## About this exercise:
Reproduce exactly the line with "Outline each mud" and the lines after it. Stop at the last line of the data and include nothing else.

## Material for this task:
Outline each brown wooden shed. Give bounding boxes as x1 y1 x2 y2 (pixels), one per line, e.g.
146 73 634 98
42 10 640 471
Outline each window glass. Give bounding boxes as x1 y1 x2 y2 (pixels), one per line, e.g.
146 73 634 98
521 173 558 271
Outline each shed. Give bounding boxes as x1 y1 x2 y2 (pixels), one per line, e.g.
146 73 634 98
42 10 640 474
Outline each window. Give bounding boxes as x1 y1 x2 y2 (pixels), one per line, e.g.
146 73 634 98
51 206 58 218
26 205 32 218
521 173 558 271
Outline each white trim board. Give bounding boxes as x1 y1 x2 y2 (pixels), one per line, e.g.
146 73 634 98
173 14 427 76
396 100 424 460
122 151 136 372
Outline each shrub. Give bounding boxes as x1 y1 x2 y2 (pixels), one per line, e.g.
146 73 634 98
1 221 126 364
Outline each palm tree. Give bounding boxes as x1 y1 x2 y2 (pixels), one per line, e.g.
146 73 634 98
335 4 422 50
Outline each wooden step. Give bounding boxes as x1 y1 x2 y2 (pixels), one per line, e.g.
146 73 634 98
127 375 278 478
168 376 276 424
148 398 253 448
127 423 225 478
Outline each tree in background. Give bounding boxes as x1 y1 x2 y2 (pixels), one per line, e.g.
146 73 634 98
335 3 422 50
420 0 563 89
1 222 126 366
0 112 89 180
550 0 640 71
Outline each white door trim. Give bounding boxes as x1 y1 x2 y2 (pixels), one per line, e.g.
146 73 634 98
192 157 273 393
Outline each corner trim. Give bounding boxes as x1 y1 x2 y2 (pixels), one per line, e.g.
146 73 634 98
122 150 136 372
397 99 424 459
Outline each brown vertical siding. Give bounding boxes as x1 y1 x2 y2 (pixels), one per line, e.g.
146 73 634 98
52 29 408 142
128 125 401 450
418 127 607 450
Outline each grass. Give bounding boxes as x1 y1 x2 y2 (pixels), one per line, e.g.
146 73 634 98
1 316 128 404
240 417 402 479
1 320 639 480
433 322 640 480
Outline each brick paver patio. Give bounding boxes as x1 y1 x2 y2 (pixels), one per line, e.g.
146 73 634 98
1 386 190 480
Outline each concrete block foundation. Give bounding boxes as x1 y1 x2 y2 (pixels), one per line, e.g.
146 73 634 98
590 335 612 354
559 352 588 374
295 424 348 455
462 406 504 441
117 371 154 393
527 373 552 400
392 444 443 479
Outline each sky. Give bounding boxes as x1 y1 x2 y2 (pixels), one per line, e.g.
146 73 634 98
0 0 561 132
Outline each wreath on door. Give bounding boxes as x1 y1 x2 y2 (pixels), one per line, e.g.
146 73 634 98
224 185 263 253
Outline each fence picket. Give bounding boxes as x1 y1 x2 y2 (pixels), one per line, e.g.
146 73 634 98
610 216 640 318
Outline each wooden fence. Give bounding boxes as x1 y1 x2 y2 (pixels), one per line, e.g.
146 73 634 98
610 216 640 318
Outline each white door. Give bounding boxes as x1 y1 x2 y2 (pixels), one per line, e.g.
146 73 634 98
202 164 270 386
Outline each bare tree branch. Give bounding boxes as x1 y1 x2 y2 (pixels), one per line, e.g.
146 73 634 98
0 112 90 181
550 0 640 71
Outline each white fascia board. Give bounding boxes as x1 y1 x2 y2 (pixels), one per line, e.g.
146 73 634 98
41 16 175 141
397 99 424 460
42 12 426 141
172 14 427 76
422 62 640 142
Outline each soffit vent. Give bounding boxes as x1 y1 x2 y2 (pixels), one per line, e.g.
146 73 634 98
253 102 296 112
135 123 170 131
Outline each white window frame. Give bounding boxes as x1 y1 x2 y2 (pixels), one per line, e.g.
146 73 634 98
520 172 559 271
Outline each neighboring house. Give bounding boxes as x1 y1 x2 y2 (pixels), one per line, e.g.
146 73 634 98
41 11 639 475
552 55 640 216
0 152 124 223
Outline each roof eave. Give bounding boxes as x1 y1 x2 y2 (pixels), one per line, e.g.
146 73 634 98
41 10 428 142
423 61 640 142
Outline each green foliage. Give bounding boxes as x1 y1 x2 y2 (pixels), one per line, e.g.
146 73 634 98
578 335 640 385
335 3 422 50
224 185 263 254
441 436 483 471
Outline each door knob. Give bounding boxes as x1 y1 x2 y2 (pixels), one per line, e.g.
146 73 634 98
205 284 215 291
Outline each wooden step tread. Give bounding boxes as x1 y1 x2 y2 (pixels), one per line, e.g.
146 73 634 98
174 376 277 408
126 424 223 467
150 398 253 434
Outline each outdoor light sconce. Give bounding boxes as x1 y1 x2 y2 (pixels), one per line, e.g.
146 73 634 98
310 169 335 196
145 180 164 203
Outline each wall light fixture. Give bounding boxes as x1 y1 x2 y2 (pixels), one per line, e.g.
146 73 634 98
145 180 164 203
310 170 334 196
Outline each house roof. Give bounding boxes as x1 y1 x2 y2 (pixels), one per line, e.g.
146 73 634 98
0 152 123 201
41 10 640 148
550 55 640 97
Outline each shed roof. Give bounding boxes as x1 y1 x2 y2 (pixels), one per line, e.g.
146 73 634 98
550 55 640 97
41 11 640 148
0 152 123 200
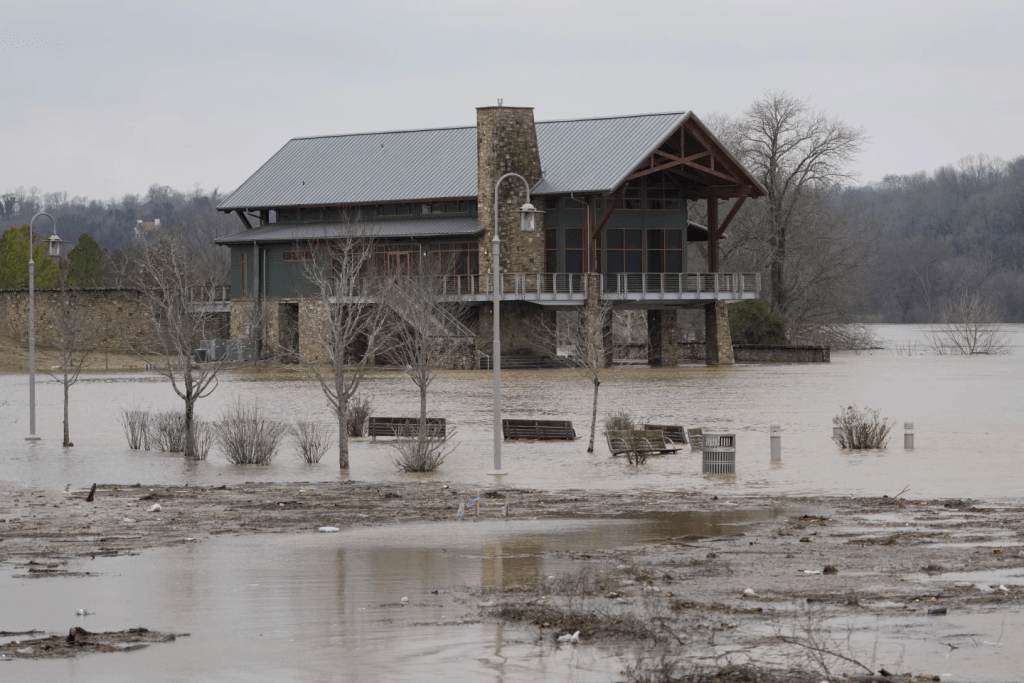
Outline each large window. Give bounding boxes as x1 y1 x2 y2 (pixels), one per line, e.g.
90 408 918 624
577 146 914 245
565 228 584 273
428 241 479 275
647 229 684 272
646 182 682 211
375 244 419 275
605 228 642 273
545 229 557 273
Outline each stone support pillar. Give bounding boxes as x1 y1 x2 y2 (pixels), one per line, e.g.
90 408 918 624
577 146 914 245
476 106 544 277
704 301 734 366
647 309 679 366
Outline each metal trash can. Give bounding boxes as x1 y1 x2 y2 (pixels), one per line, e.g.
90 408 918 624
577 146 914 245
702 433 736 474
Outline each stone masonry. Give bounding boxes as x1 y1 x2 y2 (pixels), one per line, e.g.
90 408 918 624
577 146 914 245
646 309 680 366
704 301 735 365
0 288 157 353
476 106 544 277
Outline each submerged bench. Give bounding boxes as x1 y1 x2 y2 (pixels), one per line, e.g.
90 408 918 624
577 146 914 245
606 429 682 456
687 427 704 450
502 419 577 441
643 424 689 445
368 417 446 441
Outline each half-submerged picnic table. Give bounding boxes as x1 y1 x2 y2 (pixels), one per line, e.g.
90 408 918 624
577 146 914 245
502 419 577 441
368 416 446 441
606 429 682 456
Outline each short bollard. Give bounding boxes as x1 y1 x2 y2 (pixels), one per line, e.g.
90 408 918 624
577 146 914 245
904 421 914 449
832 417 841 440
770 423 781 462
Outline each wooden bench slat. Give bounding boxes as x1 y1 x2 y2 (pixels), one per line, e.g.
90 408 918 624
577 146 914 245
606 429 681 456
643 424 688 445
502 419 576 441
368 417 446 440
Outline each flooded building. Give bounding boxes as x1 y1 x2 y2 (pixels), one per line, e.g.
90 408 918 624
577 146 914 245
215 106 765 367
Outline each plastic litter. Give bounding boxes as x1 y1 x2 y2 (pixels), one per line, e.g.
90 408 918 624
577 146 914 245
400 597 409 603
999 584 1010 592
556 630 580 644
318 527 340 533
147 504 161 512
799 569 822 575
76 609 91 616
743 588 758 598
927 607 947 615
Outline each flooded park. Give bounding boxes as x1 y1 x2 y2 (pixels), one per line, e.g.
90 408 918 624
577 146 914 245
3 324 1024 682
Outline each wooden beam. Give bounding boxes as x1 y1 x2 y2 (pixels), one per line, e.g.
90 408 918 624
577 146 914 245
681 159 741 184
626 158 684 180
707 198 719 273
595 194 620 234
716 191 749 239
236 210 253 230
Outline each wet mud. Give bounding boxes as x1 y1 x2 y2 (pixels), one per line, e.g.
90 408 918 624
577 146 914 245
0 627 186 660
2 479 1022 678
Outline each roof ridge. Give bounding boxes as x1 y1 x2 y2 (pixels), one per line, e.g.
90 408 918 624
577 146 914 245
287 111 688 142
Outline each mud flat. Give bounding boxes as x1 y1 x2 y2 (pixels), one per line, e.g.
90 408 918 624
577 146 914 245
1 479 1022 679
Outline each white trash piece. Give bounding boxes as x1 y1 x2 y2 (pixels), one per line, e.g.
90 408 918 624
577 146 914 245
743 588 758 598
147 504 161 512
76 609 91 616
317 526 340 533
557 630 580 644
401 597 409 603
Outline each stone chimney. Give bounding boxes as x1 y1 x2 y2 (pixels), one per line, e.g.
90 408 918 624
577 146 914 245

## Task output:
Outline each mud flat. Give bounding boxes as x1 y1 x2 y2 (pixels), one per line, e.g.
90 408 918 624
577 146 914 245
1 479 1022 679
Outline each white trash piece. Give bounding boxes as x1 y1 x2 y2 (pixels), one per line, e.g.
90 408 918 624
577 146 914 245
743 588 758 598
147 504 161 512
76 609 91 616
317 526 340 533
557 630 580 644
401 597 409 603
Outline each stone chimney. Give bounding boxes as x1 y1 x2 y2 (pixels), one per line, e.g.
90 408 918 624
577 146 914 245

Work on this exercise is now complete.